◆ Task item A ◆
In the news article on the coronavirus origin, how many samples and confirmed cases did the Shanghai-based analysis draw on?
◆ Task item B ◆
Condense the paragraph of the news article on the coronavirus origin that begins "Shi Zhengli, known as the" into a single shorter sentence that keeps its main facts.
◆ Task item C ◆
List every calendar date (month and day) that appears in the news article on the coronavirus origin.

◆ Provided passage ◆
——

After staunchly denying the United States' allegations of coronavirus originating from a bio-lab in its first epicentre Wuhan, Chinese researchers have debunked widely reported view that the deadly virus emanated from a wet market in the city selling live animals.
A leading Chinese virologist, whose mysterious disappearance sparked speculation about the novel coronavirus emanating from the Wuhan Institute of Virology, was for the first time interviewed on Tuesday on China's state television where she warned that such viruses are just the "tip of the iceberg" and expressed regret over science being "politicised".
Shi Zhengli, known as the "Bat Woman" for her passionate research about bats and the viruses associated with them, had early this month refuted "rumours" of her defection to the West on her Chinese social media WeChat account. She also posted nine photos of her recent life.
On Wednesday, Chinese scientists dismissed the reports that the deadly virus which struck Wuhan and later turned into a pandemic paralysing the world originated in the seafood market in Wuhan.
Recent Shanghai-based research targeting local confirmed cases of coronavirus once again proved the attacks on a seafood market in central China's Hubei province for originating the virus are nonsense, state-run Global Times daily reported.
The results of the study, being published on the website of top academic journal Nature on May 20, implied the Huanan Seafood Market in Hubei's capital Wuhan may not be the birthplace of COVID-19,
although the virus outbreak emerged in Wuhan had a strong link to contacts with the market.
Based on the analysis of 112 quality samples from 326 confirmed cases reported in Shanghai between January 20 and February 25, researchers found two major lineages (clade I and clade II) with differential exposure history during the early phase of the outbreak in Wuhan, it said.
There has been no direct evidence that the cross-species COVID-19 transmission originally occurred in the Huanan market in Wuhan, although it was a probable place for human-to-human transmission of
the virus because of its relatively high crowd density, a researcher of the team, who preferred to be anonymous, told state-run Global Times.
"The origin of the virus remains unknown based on current published data," she told the daily. "It still needs scientists' continuous effort in determining the intermediate host of coronavirus, and carrying out comprehensive and detailed virus-tracing studies."

——

(Dataset records)
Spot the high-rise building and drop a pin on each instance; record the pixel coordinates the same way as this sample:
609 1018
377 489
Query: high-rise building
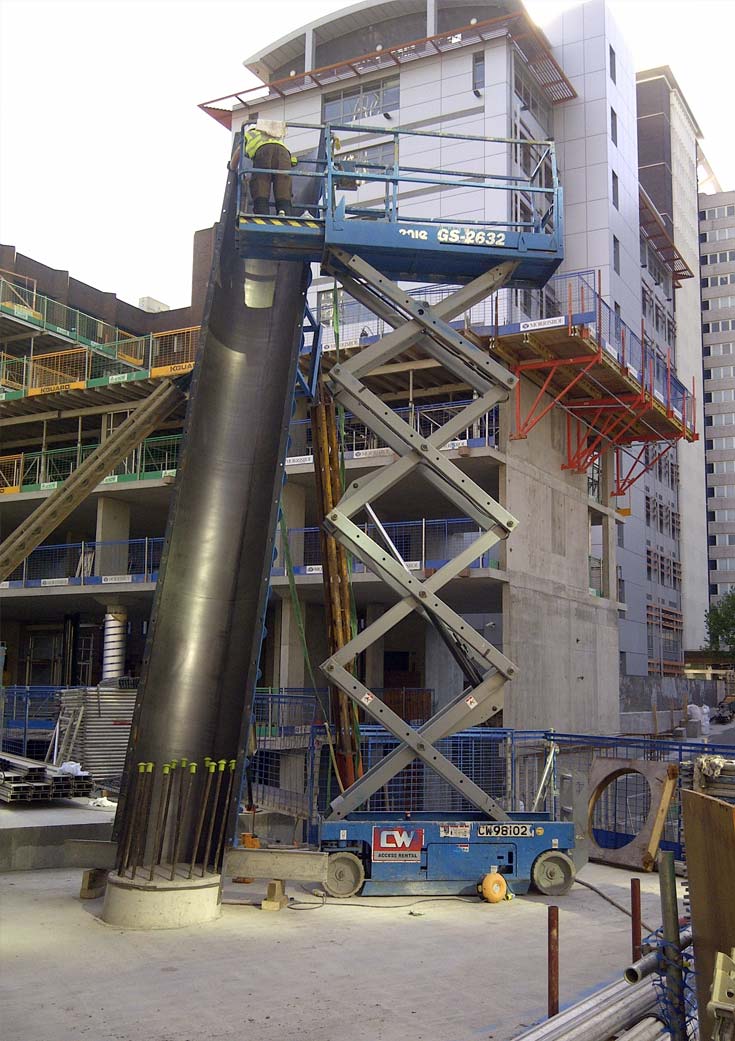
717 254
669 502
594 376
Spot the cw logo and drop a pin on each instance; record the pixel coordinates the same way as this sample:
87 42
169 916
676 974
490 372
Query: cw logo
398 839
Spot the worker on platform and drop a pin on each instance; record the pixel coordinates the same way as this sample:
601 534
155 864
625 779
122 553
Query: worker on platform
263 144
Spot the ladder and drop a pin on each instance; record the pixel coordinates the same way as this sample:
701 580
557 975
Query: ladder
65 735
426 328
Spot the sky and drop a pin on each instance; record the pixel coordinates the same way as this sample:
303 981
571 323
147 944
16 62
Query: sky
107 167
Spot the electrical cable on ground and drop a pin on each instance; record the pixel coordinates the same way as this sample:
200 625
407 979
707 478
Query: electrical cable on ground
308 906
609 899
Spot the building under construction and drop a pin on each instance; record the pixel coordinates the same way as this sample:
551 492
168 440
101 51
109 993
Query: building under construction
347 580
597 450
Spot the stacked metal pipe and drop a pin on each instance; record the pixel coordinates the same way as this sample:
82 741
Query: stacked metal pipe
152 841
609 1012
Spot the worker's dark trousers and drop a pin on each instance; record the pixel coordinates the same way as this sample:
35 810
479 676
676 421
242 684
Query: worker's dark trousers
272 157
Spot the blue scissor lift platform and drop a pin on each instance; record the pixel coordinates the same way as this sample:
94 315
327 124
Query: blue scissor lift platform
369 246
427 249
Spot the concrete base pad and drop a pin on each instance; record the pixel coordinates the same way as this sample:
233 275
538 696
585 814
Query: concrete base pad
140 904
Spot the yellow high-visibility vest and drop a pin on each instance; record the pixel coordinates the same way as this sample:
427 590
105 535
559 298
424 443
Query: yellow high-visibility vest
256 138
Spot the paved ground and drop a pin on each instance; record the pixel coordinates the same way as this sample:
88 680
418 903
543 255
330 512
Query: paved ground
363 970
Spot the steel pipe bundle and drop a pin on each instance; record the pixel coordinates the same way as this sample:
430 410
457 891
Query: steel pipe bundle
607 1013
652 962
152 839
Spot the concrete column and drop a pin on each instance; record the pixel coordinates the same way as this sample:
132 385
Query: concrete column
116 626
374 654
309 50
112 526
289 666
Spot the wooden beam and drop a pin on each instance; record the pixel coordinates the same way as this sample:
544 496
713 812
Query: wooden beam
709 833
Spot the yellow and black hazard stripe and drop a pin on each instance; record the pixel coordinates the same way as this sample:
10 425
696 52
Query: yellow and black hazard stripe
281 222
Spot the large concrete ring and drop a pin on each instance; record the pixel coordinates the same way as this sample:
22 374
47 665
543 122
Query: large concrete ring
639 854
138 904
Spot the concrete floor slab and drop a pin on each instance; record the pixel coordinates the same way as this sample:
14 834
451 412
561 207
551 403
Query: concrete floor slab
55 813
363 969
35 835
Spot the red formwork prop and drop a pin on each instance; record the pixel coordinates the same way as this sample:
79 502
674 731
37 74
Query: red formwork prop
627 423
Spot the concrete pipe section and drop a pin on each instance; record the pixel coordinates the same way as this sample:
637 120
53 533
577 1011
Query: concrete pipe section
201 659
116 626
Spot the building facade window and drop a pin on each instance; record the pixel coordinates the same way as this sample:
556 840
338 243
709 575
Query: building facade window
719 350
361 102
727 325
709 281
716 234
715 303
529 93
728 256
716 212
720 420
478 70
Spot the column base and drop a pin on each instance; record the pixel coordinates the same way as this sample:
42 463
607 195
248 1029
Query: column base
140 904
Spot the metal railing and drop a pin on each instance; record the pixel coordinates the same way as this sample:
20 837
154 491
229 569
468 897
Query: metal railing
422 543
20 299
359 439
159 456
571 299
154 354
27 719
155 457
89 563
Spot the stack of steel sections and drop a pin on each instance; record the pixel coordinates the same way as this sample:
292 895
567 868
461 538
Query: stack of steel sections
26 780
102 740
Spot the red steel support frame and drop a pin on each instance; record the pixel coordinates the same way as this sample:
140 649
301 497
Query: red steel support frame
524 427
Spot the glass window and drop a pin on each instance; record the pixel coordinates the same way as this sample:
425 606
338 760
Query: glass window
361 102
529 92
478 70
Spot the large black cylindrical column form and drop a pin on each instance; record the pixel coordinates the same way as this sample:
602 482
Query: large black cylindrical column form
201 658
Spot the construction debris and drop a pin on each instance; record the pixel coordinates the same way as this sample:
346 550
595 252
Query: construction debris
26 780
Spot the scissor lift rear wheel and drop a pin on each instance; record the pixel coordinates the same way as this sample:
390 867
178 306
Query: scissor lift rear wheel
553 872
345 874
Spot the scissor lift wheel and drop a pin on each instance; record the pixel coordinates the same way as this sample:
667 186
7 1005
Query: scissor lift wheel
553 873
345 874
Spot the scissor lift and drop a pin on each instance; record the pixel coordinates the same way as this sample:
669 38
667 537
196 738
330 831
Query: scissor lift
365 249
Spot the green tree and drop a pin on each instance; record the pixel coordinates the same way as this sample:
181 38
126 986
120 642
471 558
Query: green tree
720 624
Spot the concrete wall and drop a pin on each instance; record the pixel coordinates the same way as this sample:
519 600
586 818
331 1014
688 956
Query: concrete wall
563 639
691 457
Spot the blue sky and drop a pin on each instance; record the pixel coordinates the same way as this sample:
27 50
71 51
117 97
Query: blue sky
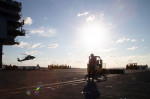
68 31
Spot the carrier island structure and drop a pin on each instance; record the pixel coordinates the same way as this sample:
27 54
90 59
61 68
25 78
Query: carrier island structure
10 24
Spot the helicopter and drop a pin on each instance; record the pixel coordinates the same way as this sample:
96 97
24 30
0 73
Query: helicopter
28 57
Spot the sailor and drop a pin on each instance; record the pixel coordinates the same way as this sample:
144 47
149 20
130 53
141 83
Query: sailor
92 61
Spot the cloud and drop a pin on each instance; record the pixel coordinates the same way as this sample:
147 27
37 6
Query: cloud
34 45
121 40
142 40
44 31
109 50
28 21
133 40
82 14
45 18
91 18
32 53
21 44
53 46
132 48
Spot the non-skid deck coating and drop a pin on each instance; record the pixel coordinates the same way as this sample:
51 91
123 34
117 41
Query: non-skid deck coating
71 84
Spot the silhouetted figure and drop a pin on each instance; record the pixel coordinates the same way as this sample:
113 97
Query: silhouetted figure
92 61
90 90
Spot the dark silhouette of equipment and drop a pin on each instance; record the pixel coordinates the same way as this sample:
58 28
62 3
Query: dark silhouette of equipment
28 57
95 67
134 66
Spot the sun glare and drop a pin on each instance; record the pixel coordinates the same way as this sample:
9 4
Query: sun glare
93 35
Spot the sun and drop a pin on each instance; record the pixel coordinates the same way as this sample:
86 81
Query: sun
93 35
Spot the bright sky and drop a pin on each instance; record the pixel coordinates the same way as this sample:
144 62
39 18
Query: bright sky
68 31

——

◆ Exercise answer A ◆
It analyzed 112 quality samples from 326 confirmed cases reported in Shanghai.

◆ Exercise answer B ◆
Shi Zhengli, called the "Bat Woman" for her research on bats and their viruses, used her WeChat account earlier this month to deny rumors that she had defected to the West, and she posted nine photos of her recent life.

◆ Exercise answer C ◆
- May 20
- January 20
- February 25